Exercise requirements
The response should consist of the data reproduced word for word.

Listed entries
════════════════

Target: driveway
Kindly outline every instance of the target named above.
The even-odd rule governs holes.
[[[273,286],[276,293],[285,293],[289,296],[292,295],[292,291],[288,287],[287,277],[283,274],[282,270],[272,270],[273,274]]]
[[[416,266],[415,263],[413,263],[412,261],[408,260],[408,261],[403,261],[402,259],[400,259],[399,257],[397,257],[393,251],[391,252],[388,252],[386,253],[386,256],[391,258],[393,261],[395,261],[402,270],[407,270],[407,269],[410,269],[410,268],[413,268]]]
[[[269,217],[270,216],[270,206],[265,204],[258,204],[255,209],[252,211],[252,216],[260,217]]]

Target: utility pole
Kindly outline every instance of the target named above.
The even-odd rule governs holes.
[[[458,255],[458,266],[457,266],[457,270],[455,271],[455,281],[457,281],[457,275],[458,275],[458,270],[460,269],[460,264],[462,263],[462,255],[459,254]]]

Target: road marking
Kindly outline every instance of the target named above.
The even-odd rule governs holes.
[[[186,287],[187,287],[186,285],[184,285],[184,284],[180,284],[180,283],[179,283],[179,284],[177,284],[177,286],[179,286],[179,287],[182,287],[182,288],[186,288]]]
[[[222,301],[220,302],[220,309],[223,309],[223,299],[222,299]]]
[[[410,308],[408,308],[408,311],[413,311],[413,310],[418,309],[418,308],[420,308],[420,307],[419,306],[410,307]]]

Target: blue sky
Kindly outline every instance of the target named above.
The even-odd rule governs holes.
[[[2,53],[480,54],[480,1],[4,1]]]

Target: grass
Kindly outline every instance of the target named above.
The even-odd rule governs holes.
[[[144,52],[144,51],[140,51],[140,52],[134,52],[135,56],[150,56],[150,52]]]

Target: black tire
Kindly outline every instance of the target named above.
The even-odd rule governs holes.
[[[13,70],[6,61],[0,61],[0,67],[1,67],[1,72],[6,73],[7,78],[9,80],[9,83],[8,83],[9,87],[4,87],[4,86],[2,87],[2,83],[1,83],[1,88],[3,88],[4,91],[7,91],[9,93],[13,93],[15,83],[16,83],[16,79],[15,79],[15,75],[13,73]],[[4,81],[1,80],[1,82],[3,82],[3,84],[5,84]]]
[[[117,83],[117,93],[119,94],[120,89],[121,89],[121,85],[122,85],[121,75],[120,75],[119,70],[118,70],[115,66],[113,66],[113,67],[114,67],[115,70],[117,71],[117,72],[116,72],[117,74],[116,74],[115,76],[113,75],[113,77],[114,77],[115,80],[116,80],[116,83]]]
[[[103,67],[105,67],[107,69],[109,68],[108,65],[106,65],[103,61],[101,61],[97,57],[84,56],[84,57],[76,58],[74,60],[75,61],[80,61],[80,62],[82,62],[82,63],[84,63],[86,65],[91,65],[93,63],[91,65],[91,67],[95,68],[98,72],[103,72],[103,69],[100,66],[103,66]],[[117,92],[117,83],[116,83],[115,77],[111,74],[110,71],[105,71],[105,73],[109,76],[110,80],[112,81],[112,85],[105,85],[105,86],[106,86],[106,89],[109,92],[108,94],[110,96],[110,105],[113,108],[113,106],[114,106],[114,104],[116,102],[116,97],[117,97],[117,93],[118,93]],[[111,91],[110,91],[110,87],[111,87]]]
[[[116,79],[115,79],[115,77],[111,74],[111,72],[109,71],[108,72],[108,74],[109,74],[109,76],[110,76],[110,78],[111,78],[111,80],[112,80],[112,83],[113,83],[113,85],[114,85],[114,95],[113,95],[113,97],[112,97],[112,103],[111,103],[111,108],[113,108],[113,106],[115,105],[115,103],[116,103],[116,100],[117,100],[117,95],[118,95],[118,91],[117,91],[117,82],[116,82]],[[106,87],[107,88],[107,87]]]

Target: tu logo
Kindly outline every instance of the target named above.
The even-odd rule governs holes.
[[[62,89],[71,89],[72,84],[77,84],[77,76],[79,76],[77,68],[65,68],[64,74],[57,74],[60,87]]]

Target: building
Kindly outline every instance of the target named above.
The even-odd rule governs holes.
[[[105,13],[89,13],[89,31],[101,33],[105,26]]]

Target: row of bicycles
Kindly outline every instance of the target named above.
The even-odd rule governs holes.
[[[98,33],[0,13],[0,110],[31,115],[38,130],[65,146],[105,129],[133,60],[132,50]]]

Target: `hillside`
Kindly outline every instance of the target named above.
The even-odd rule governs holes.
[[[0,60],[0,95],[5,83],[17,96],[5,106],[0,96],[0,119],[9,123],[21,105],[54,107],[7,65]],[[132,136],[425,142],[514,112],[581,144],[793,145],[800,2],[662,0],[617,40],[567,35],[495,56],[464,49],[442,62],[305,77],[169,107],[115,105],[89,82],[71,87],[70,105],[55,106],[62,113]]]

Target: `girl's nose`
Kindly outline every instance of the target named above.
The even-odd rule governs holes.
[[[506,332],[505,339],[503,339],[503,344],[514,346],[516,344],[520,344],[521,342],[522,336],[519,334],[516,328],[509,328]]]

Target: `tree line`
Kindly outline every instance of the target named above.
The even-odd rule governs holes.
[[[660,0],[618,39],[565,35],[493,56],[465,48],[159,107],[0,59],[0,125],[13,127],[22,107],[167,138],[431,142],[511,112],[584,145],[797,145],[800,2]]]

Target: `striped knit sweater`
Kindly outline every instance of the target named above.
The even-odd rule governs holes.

════════════════

Task output
Target: driveway
Kindly outline every instance of the target named above.
The even-odd rule governs holes.
[[[273,286],[276,293],[285,293],[289,296],[292,295],[292,291],[288,287],[287,277],[283,274],[282,270],[272,270],[273,274]]]
[[[416,266],[415,263],[413,263],[412,261],[408,260],[408,261],[403,261],[402,259],[400,259],[399,257],[397,257],[393,251],[391,252],[388,252],[386,253],[386,256],[391,258],[393,261],[395,261],[402,270],[407,270],[407,269],[410,269],[410,268],[413,268]]]
[[[269,217],[270,216],[270,206],[265,204],[258,204],[255,209],[252,211],[252,216],[260,217]]]

Target: utility pole
Kindly outline every instance of the target named above.
The even-odd rule governs holes.
[[[458,255],[458,266],[457,266],[457,270],[455,271],[455,281],[457,281],[457,275],[458,275],[458,270],[460,269],[460,264],[462,263],[462,255],[459,254]]]

Target: road marking
Kindly outline every instance of the target named above.
The even-odd rule governs holes.
[[[186,287],[187,287],[186,285],[184,285],[184,284],[180,284],[180,283],[179,283],[179,284],[177,284],[177,286],[179,286],[179,287],[182,287],[182,288],[186,288]]]
[[[222,301],[220,302],[220,309],[223,309],[223,299],[222,299]]]
[[[410,308],[408,308],[408,311],[413,311],[413,310],[418,309],[418,308],[420,308],[420,307],[419,306],[410,307]]]

Target: blue sky
Kindly outline every instance of the target named above.
The even-odd rule governs holes.
[[[2,53],[480,54],[480,1],[4,1]]]

Target: grass
Kindly outline every instance of the target named above.
The even-odd rule governs holes.
[[[144,52],[144,51],[140,51],[140,52],[134,52],[135,56],[150,56],[150,52]]]

Target: black tire
Kindly outline every instance of the target named above.
The even-odd rule governs holes.
[[[13,70],[6,61],[0,61],[0,67],[1,67],[1,72],[6,73],[7,78],[9,80],[9,83],[8,83],[9,87],[4,87],[4,86],[2,87],[2,83],[1,83],[1,88],[3,88],[4,91],[7,91],[9,93],[13,93],[15,83],[16,83],[16,79],[15,79],[15,75],[13,73]],[[4,81],[1,80],[1,82],[3,82],[3,84],[5,84]]]
[[[117,83],[117,93],[119,94],[120,89],[121,89],[121,85],[122,85],[121,75],[120,75],[119,70],[118,70],[115,66],[113,66],[113,67],[114,67],[115,70],[117,71],[117,72],[116,72],[117,74],[116,74],[115,76],[113,75],[113,77],[114,77],[115,80],[116,80],[116,83]]]
[[[103,67],[105,67],[107,69],[109,68],[108,65],[106,65],[103,61],[101,61],[97,57],[84,56],[84,57],[76,58],[74,60],[75,61],[80,61],[80,62],[82,62],[82,63],[84,63],[86,65],[91,65],[93,63],[91,65],[91,67],[95,68],[98,72],[103,72],[103,69],[100,66],[103,66]],[[117,92],[117,83],[116,83],[115,77],[111,74],[110,71],[105,71],[105,73],[109,76],[110,80],[112,81],[112,85],[105,85],[105,86],[106,86],[106,89],[109,92],[108,94],[110,96],[110,105],[113,108],[113,106],[114,106],[114,104],[116,102],[116,97],[117,97],[117,93],[118,93]],[[111,91],[110,91],[110,87],[111,87]]]
[[[116,79],[115,79],[115,77],[111,74],[111,72],[109,71],[108,72],[108,74],[109,74],[109,76],[110,76],[110,78],[111,78],[111,80],[112,80],[112,83],[113,83],[113,85],[114,85],[114,95],[113,95],[113,97],[112,97],[112,103],[111,103],[111,108],[113,108],[113,106],[115,105],[115,103],[116,103],[116,100],[117,100],[117,95],[118,95],[118,91],[117,91],[117,82],[116,82]],[[106,87],[107,88],[107,87]]]

Target: tu logo
Kindly outline every instance of the target named above.
The even-odd rule governs holes.
[[[62,89],[71,89],[72,84],[77,84],[77,76],[79,76],[77,68],[65,68],[64,74],[57,74],[60,87]]]

Target: building
Kindly outline every instance of the target named above.
The even-odd rule governs holes.
[[[105,13],[89,13],[89,31],[101,33],[105,26]]]

Target: row of bicycles
Kindly outline every instance of the target named above.
The even-odd rule governs holes.
[[[98,33],[0,13],[0,110],[31,115],[38,130],[65,146],[105,129],[133,60],[132,50]]]

Target: `hillside`
Kindly outline every instance of the target named above.
The even-odd rule governs holes.
[[[0,60],[0,95],[5,83],[17,96],[5,106],[0,96],[0,119],[9,123],[21,105],[54,107],[7,65]],[[132,136],[425,142],[514,112],[581,144],[793,145],[800,2],[662,0],[617,40],[567,35],[495,56],[464,49],[442,62],[305,77],[169,107],[115,105],[89,82],[71,87],[70,105],[55,106],[62,113]]]

Target: `girl's nose`
Kindly outline every instance of the target named above.
The even-odd rule governs holes.
[[[506,332],[505,339],[503,339],[503,344],[514,346],[516,344],[520,344],[521,342],[522,336],[519,334],[516,328],[509,328]]]

Target: `tree line`
Kindly outline every instance of the target named above.
The even-odd rule governs holes.
[[[660,0],[618,39],[565,35],[493,56],[465,48],[159,107],[0,59],[0,125],[13,127],[22,107],[167,138],[431,142],[511,112],[584,145],[797,145],[800,2]]]

Target: `striped knit sweater`
Kindly outline every instance of the target named above.
The even-odd rule governs holes.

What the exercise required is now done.